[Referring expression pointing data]
*****
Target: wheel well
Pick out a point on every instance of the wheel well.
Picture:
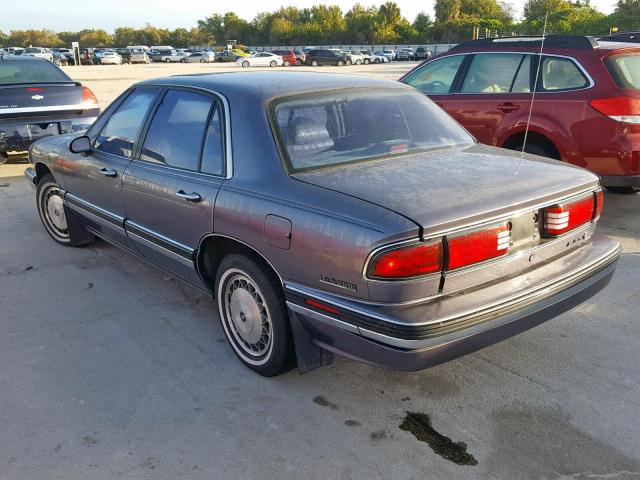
(532, 137)
(214, 248)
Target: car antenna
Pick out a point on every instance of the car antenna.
(533, 94)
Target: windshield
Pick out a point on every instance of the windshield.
(334, 128)
(625, 70)
(30, 72)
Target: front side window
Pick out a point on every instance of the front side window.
(561, 74)
(123, 127)
(177, 129)
(344, 127)
(491, 73)
(436, 77)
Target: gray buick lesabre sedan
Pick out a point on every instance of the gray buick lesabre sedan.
(325, 223)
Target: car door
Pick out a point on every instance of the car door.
(494, 94)
(171, 186)
(95, 190)
(437, 79)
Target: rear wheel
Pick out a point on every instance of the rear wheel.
(624, 190)
(253, 315)
(537, 149)
(52, 213)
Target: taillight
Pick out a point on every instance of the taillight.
(599, 204)
(620, 109)
(478, 246)
(407, 262)
(88, 98)
(559, 219)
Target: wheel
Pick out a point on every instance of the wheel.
(624, 190)
(253, 315)
(537, 149)
(52, 214)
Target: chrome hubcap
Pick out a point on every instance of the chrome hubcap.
(55, 212)
(248, 315)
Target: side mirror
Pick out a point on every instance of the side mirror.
(80, 145)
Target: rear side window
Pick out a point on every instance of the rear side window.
(625, 70)
(436, 77)
(25, 71)
(123, 127)
(557, 74)
(177, 129)
(492, 73)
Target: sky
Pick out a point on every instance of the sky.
(73, 15)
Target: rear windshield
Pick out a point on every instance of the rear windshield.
(341, 127)
(30, 72)
(625, 70)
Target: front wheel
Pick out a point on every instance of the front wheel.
(53, 215)
(253, 315)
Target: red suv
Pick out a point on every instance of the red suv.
(587, 102)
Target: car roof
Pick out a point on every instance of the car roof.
(272, 84)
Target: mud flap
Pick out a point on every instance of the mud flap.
(309, 356)
(78, 235)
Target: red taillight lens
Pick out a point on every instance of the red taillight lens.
(408, 262)
(599, 204)
(560, 219)
(478, 246)
(620, 109)
(88, 97)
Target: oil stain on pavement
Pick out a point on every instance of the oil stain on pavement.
(419, 424)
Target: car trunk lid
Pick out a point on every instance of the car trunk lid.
(449, 189)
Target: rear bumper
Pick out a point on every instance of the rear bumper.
(620, 180)
(366, 335)
(17, 134)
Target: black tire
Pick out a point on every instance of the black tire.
(537, 149)
(57, 222)
(624, 190)
(258, 292)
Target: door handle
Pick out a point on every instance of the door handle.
(508, 107)
(189, 197)
(108, 172)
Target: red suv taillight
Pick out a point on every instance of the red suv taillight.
(559, 219)
(478, 246)
(407, 262)
(88, 98)
(620, 109)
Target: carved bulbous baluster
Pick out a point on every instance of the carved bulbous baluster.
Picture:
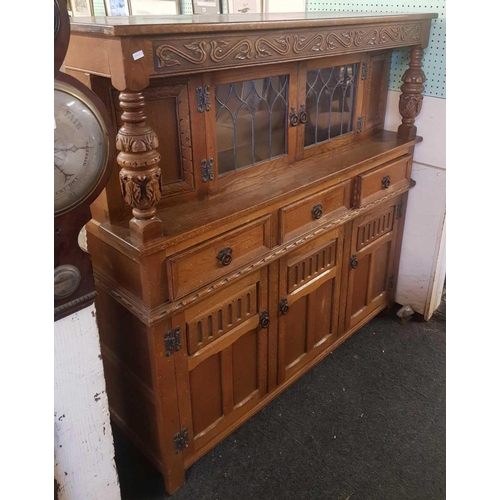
(410, 101)
(140, 176)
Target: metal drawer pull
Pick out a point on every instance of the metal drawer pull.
(284, 308)
(353, 262)
(225, 256)
(317, 211)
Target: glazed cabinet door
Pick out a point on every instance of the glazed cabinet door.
(249, 124)
(371, 261)
(309, 285)
(221, 368)
(330, 98)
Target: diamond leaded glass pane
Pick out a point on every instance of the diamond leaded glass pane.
(250, 119)
(330, 102)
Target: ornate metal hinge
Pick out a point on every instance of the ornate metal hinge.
(364, 70)
(172, 341)
(264, 319)
(203, 98)
(207, 170)
(284, 307)
(360, 124)
(399, 209)
(391, 281)
(181, 441)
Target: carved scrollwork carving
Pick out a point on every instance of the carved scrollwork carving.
(175, 55)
*****
What to do: Write out exactly the lines above between the line with "Target: red taillight lens" and the line with "Target: door handle", inclusive, and nothing beyond them.

Reply to the task:
Target: red taillight lens
Pick out a point on every instance of the red taillight lens.
(408, 262)
(599, 204)
(560, 219)
(478, 246)
(620, 109)
(88, 97)
Target: oil stain on pavement
Pick out a point on every instance of the oil stain on pavement.
(419, 424)
Target: car trunk lid
Pick out a point on every instance of the car trunk lid.
(449, 189)
Target: rear bumper
Pick out a point on every instance of the rear bumper.
(620, 180)
(366, 335)
(17, 134)
Target: black tire
Pick out a point on every instance of the black tire.
(537, 149)
(57, 222)
(624, 190)
(258, 292)
Target: door handle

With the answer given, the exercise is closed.